- [Entries from a pointing dataset]
<<<<
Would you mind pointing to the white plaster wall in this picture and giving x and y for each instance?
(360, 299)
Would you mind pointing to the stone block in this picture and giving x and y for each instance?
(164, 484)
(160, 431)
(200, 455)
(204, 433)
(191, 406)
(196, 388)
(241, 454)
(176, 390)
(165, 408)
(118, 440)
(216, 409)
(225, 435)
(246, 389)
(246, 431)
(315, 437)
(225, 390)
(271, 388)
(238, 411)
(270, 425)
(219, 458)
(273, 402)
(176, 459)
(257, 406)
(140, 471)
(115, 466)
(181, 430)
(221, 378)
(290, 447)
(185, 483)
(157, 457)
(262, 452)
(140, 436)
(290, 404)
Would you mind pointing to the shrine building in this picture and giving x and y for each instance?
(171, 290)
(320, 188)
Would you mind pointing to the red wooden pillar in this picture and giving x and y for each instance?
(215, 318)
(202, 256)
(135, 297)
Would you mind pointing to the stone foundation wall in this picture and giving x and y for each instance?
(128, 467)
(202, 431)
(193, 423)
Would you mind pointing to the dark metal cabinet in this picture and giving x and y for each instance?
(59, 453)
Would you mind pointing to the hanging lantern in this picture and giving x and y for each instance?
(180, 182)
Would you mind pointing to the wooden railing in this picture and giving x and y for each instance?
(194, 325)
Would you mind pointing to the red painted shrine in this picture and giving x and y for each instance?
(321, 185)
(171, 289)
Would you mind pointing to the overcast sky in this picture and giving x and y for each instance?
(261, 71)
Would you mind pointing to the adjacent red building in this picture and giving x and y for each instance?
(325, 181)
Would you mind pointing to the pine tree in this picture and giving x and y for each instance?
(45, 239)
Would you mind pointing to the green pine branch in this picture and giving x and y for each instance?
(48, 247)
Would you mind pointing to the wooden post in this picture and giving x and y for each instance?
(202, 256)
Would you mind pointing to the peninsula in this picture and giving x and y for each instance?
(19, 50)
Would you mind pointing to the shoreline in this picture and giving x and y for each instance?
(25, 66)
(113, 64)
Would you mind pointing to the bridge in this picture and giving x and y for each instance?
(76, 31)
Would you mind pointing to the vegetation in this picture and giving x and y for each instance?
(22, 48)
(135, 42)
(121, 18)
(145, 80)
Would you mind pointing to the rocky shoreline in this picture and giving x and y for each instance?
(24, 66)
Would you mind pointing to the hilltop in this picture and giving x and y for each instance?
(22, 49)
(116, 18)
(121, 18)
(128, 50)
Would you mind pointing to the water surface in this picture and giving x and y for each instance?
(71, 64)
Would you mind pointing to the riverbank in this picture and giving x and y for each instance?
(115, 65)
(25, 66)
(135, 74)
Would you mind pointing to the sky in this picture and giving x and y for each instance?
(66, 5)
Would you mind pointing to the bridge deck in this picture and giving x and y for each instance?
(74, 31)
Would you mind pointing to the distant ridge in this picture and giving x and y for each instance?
>>>>
Using the data above, repeat every line exactly.

- [OUTPUT OF THE TASK]
Would you mind pointing to the white plaster wall in this picture and giving x and y for each instance?
(360, 299)
Would you mind pointing to the stone block in this picture and giving x and y for each instance?
(164, 484)
(160, 431)
(200, 455)
(204, 433)
(191, 406)
(196, 388)
(241, 454)
(176, 390)
(165, 408)
(118, 440)
(216, 409)
(225, 435)
(246, 389)
(246, 431)
(315, 437)
(225, 390)
(271, 388)
(238, 411)
(270, 425)
(219, 458)
(273, 402)
(176, 459)
(257, 406)
(140, 471)
(115, 466)
(181, 430)
(221, 378)
(290, 447)
(185, 483)
(157, 457)
(262, 452)
(140, 436)
(290, 404)
Would you mind pointing to the shrine building in this picture and giving x and y for each instance?
(171, 290)
(320, 188)
Would you mind pointing to the red wooden pillar in this picture and giving x and y for each instance?
(215, 318)
(202, 256)
(135, 297)
Would you mind pointing to the stone foundation wall in this picture and giving x and y for each instance?
(128, 467)
(202, 431)
(193, 423)
Would you mind pointing to the dark metal cabinet in this picture and giving x and y for each instance?
(59, 453)
Would you mind pointing to the hanging lantern in this picture and giving x and y for each instance?
(180, 182)
Would you mind pointing to the wooden railing in this picture and giving x and y for each instance?
(194, 325)
Would you mind pointing to the red painted shrine in this picture and giving x and y for each instance?
(321, 185)
(171, 289)
Would you mind pointing to the overcast sky in this picture and giving x and y for each instance?
(261, 71)
Would you mind pointing to the adjacent red building in this picture and giving x and y for each instance?
(325, 181)
Would you mind pointing to the pine tree in this picture and giving x and y for each instance?
(45, 239)
Would you mind pointing to the green pine branch in this picture and giving x and y for each instance?
(48, 247)
Would you mind pointing to the wooden post in this picture and giving x and y for each instance?
(202, 256)
Would you mind pointing to the peninsula in this picture and giving x and y for each instance?
(19, 50)
Would you mind pointing to the shoreline in this picture and giving x and y for each instance?
(25, 66)
(113, 64)
Would you mind pointing to the bridge in this picture and giving x and y for each instance?
(76, 31)
Would you mind pointing to the vegetation in this picture and giving x and y for each instance?
(22, 48)
(135, 42)
(121, 18)
(145, 80)
Would you mind pointing to the rocky shoreline in this picture and giving x and y for each instance?
(24, 66)
Would you mind pointing to the hilltop in this picture and giving x and y for each instance?
(22, 49)
(116, 18)
(121, 18)
(128, 50)
Would you mind pointing to the water surface in this picture and giving x and y for each instance?
(71, 64)
Would you mind pointing to the riverbank in this picture and giving x and y for each instance?
(115, 65)
(25, 66)
(135, 74)
Would you mind pointing to the sky in this picture and giving x and y for each instance?
(66, 5)
Would you mind pointing to the bridge deck in this picture and giving x and y for each instance?
(74, 31)
Would you mind pointing to the distant ridge in this picture and giving x and y for each instance?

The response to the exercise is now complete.